**DESCRIPTION OF THE TASK:**
Pick out every line in the items below that contains the word "cloud", and copy each of those lines.
## Begin SUPPLIED INFORMATION
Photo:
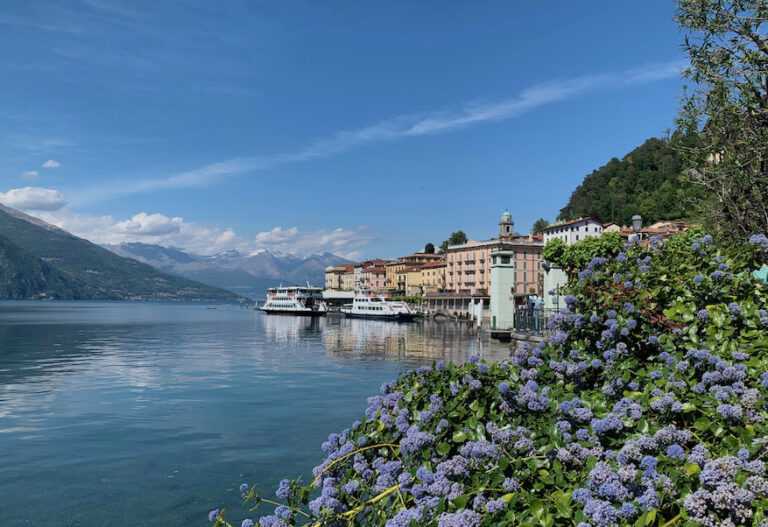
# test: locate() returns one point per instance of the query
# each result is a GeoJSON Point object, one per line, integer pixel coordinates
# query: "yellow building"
{"type": "Point", "coordinates": [433, 277]}
{"type": "Point", "coordinates": [391, 271]}
{"type": "Point", "coordinates": [333, 277]}
{"type": "Point", "coordinates": [412, 279]}
{"type": "Point", "coordinates": [348, 279]}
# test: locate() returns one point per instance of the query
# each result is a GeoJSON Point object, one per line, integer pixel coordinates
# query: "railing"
{"type": "Point", "coordinates": [533, 321]}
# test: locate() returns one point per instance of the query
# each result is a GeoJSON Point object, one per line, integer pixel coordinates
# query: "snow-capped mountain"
{"type": "Point", "coordinates": [246, 274]}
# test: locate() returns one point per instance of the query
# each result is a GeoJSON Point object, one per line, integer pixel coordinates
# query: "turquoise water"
{"type": "Point", "coordinates": [120, 414]}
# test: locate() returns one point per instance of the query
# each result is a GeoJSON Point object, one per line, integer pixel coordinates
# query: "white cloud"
{"type": "Point", "coordinates": [399, 127]}
{"type": "Point", "coordinates": [278, 235]}
{"type": "Point", "coordinates": [173, 231]}
{"type": "Point", "coordinates": [343, 242]}
{"type": "Point", "coordinates": [33, 198]}
{"type": "Point", "coordinates": [143, 224]}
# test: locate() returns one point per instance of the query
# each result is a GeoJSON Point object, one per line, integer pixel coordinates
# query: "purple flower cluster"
{"type": "Point", "coordinates": [722, 498]}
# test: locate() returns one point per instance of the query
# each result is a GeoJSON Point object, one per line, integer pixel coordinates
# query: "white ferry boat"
{"type": "Point", "coordinates": [295, 301]}
{"type": "Point", "coordinates": [377, 307]}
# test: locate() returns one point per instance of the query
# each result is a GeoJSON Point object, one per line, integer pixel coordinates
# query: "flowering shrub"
{"type": "Point", "coordinates": [647, 406]}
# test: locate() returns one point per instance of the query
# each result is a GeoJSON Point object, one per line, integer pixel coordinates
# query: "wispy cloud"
{"type": "Point", "coordinates": [400, 127]}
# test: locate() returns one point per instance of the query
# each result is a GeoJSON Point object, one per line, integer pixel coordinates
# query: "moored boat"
{"type": "Point", "coordinates": [376, 307]}
{"type": "Point", "coordinates": [295, 300]}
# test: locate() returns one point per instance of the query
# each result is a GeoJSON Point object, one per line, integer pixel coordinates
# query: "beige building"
{"type": "Point", "coordinates": [468, 266]}
{"type": "Point", "coordinates": [348, 279]}
{"type": "Point", "coordinates": [421, 258]}
{"type": "Point", "coordinates": [392, 270]}
{"type": "Point", "coordinates": [433, 277]}
{"type": "Point", "coordinates": [334, 276]}
{"type": "Point", "coordinates": [413, 280]}
{"type": "Point", "coordinates": [375, 277]}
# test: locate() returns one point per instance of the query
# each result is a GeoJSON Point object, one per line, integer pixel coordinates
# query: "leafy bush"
{"type": "Point", "coordinates": [647, 406]}
{"type": "Point", "coordinates": [572, 258]}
## End SUPPLIED INFORMATION
**SOLVED PROBLEM:**
# query: "white cloud"
# query: "wispy cloud"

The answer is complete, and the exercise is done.